| SHORT TASK |
Everything from the line that contains "Could you mark the region of every instance of the earlobe?" through the last line of the listing must be copied exactly, with both of those lines included and no others.

[Raw records]
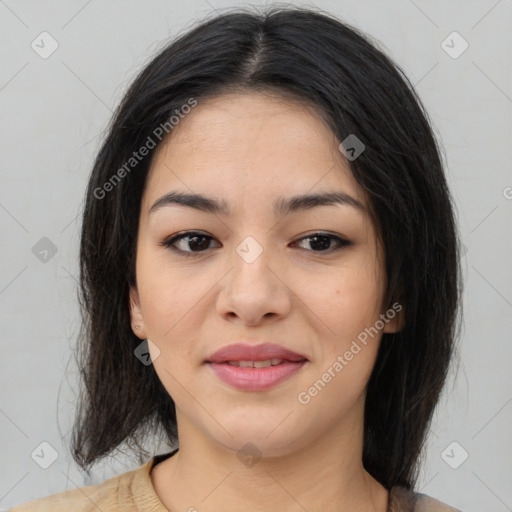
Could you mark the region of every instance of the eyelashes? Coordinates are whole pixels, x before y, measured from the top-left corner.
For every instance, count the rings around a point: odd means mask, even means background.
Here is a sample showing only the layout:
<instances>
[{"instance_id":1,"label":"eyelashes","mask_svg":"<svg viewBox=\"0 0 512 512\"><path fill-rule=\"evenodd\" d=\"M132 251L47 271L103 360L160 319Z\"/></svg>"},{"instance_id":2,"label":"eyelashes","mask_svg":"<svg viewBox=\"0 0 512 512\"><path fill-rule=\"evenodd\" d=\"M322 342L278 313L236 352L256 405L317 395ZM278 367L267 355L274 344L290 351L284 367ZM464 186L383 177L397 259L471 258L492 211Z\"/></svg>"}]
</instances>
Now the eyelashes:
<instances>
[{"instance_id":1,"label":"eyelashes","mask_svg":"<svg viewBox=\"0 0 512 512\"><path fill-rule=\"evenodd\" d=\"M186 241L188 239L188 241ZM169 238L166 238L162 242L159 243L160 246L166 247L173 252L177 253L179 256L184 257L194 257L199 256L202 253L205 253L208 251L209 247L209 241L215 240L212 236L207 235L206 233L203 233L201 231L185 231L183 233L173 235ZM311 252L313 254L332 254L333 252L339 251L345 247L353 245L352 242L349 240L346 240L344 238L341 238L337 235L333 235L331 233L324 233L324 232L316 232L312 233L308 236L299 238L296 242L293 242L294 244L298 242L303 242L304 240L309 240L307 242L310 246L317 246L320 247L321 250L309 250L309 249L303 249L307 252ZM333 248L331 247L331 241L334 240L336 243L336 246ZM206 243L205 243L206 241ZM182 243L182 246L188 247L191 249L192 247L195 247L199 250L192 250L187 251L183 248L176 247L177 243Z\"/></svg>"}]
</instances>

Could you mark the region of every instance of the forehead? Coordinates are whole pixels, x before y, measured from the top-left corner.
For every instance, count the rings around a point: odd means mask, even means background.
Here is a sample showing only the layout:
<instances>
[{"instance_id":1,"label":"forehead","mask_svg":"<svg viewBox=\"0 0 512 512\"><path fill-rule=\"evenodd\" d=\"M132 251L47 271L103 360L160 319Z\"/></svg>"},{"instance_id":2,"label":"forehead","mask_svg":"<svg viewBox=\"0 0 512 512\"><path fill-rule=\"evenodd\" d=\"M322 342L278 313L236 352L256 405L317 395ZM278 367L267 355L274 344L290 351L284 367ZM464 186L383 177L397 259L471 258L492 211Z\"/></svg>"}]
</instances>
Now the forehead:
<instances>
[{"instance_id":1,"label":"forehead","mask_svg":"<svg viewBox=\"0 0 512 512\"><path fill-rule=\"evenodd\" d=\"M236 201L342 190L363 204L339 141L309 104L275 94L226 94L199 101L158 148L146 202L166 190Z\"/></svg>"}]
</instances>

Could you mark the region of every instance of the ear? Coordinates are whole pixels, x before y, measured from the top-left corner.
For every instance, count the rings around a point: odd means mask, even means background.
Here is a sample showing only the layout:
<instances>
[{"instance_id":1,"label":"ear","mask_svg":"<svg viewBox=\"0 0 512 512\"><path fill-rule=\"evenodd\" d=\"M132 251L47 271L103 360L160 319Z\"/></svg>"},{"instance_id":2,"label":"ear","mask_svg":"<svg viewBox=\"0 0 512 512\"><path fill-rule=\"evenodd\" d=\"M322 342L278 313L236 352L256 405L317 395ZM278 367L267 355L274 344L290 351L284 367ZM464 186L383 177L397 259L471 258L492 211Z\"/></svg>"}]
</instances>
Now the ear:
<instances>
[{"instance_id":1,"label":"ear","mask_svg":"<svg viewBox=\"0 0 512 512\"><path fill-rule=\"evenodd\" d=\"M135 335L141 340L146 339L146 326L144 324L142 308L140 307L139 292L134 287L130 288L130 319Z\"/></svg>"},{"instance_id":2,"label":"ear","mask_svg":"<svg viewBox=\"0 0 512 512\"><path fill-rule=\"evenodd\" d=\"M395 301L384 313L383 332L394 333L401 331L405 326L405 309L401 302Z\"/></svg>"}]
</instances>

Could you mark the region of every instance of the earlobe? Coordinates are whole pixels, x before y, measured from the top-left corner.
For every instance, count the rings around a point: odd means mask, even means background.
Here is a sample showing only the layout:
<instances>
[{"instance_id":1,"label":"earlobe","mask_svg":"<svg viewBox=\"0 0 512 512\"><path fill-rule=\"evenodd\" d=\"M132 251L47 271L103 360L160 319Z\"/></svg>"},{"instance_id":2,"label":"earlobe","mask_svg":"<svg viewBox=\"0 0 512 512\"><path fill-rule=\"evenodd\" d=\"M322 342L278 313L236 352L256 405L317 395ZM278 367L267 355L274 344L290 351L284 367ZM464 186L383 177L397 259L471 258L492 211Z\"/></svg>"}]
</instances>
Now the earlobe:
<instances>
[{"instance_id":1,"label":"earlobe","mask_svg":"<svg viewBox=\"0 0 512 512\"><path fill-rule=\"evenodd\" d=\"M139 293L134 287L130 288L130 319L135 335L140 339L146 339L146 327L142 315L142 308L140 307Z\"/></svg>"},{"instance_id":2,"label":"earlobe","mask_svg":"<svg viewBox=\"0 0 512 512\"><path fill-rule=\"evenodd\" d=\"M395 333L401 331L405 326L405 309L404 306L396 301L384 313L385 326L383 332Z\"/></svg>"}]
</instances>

| TASK ANSWER |
Could you mark the region of every instance of the earlobe? Coordinates are whole pixels, x before y, measured from the top-left corner.
For every instance, count the rings around a point: odd means mask, even means background.
Here is a sample showing only the layout:
<instances>
[{"instance_id":1,"label":"earlobe","mask_svg":"<svg viewBox=\"0 0 512 512\"><path fill-rule=\"evenodd\" d=\"M132 251L47 271L103 360L160 319Z\"/></svg>"},{"instance_id":2,"label":"earlobe","mask_svg":"<svg viewBox=\"0 0 512 512\"><path fill-rule=\"evenodd\" d=\"M322 342L278 313L236 352L256 405L317 395ZM278 367L267 355L274 344L290 351L284 367ZM464 186L383 177L397 259L471 258L492 211Z\"/></svg>"}]
</instances>
Now the earlobe:
<instances>
[{"instance_id":1,"label":"earlobe","mask_svg":"<svg viewBox=\"0 0 512 512\"><path fill-rule=\"evenodd\" d=\"M139 293L134 287L130 288L130 319L135 335L140 339L146 339L146 327L142 315L142 308L140 307Z\"/></svg>"},{"instance_id":2,"label":"earlobe","mask_svg":"<svg viewBox=\"0 0 512 512\"><path fill-rule=\"evenodd\" d=\"M395 333L401 331L405 326L405 309L404 306L396 301L384 313L385 326L383 332Z\"/></svg>"}]
</instances>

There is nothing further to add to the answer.